-------- Extrait du texte --------
Prôner une intelligence artificielle responsable
Orienter les travaux de recherche en intelligence artificielle vers le bien commun : voilà l’objectif affiché par le regroupement de recherches HumanIA. Pour l’une de ses coordonnatrices, la professeure au Département d’informatique de l’Université du Québec à Montréal (UQAM) Marie-Jean Meurs, la clé pour y arriver réside dans les collaborations entre les différentes disciplines.
Pour prendre en considération les enjeux éthiques qui émergent de l’intelligence artificielle, Marie-Jean Meurs travaille, dès qu’elle démarre des projets de recherche, avec des juristes, des philosophes et des éthiciens. «Je pourrais faire des mathématiques appliquées et de l’informatique théorique, déléguer la dimension éthique à mes collègues et ne pas m’en préoccuper, en me disant que je fabrique de jolis moteurs, puis que les autres vont décider du contexte éthique dans lequel ils les utilisent.» Mais cela ne lui ressemble pas. Depuis le début de sa carrière, sa démarche a pris un virage fort différent. «Il se trouve que mon intérêt de recherche, en intelligence artificielle, c’est vraiment dans le cadre d’une recherche multidisciplinaire, où je préfère partir des problèmes, puis sélectionner des approches d’intelligence artificielle qui vont s’adapter, pour le mieux, aux problèmes qu’on rencontre. Dans cette démarche, la collaboration entre les disciplines m’apparaît indispensable.» Cette démarche permet notamment de respecter ou de répondre à des principes éthiques dès la conception d’un algorithme, d’une base de données ou de tout autre outil technologique.
-------- Données extraites --------
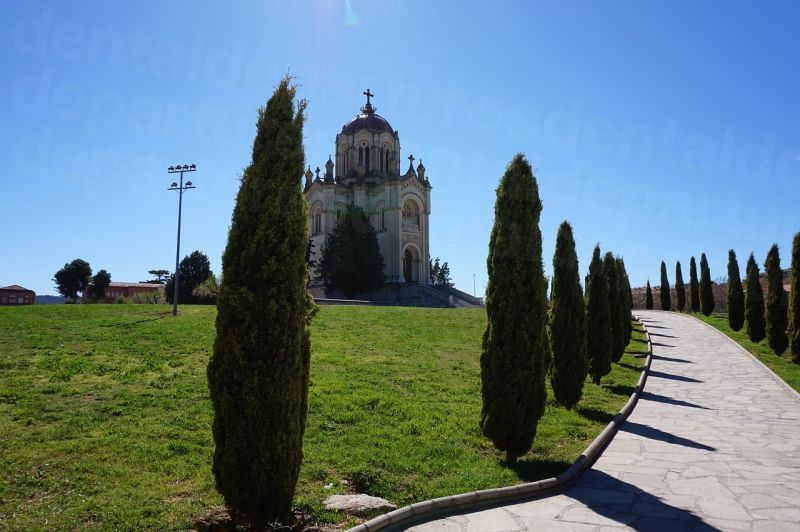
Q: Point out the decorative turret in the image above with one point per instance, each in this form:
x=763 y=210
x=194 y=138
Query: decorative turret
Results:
x=329 y=170
x=411 y=166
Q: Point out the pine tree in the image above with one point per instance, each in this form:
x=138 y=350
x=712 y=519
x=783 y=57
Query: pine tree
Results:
x=776 y=306
x=515 y=358
x=663 y=295
x=794 y=302
x=598 y=320
x=351 y=260
x=614 y=307
x=680 y=288
x=258 y=374
x=735 y=294
x=567 y=322
x=754 y=303
x=706 y=292
x=694 y=288
x=627 y=301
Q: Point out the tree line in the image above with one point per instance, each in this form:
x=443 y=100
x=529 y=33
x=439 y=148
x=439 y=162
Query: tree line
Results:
x=258 y=375
x=775 y=316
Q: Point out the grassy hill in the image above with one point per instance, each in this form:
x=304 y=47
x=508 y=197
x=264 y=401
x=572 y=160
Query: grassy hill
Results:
--------
Consignes>
- a) Énumérez les professions avec lesquelles Marie-Jean Meurs travaille, selon l'extrait sur l'intelligence artificielle responsable.
- b) Reprenez les lignes de données à partir de celle qui contient "Q: Point out the tree" jusqu'à la dernière ligne de données. Remplacez-y "tree line" par "forest edge" sans rien changer d'autre, et ne donnez que ces lignes.
L'extrait et les lignes de données sont sans rapport entre eux.

Réponses par consigne>
- a) Juristes, philosophes, éthiciens

- b)
Q: Point out the forest edge in the image above with one point per instance, each in this form:
x=443 y=100
x=529 y=33
x=439 y=148
x=439 y=162
Query: forest edge
Results:
x=258 y=375
x=775 y=316
Q: Point out the grassy hill in the image above with one point per instance, each in this form:
x=304 y=47
x=508 y=197
x=264 y=401
x=572 y=160
Query: grassy hill
Results:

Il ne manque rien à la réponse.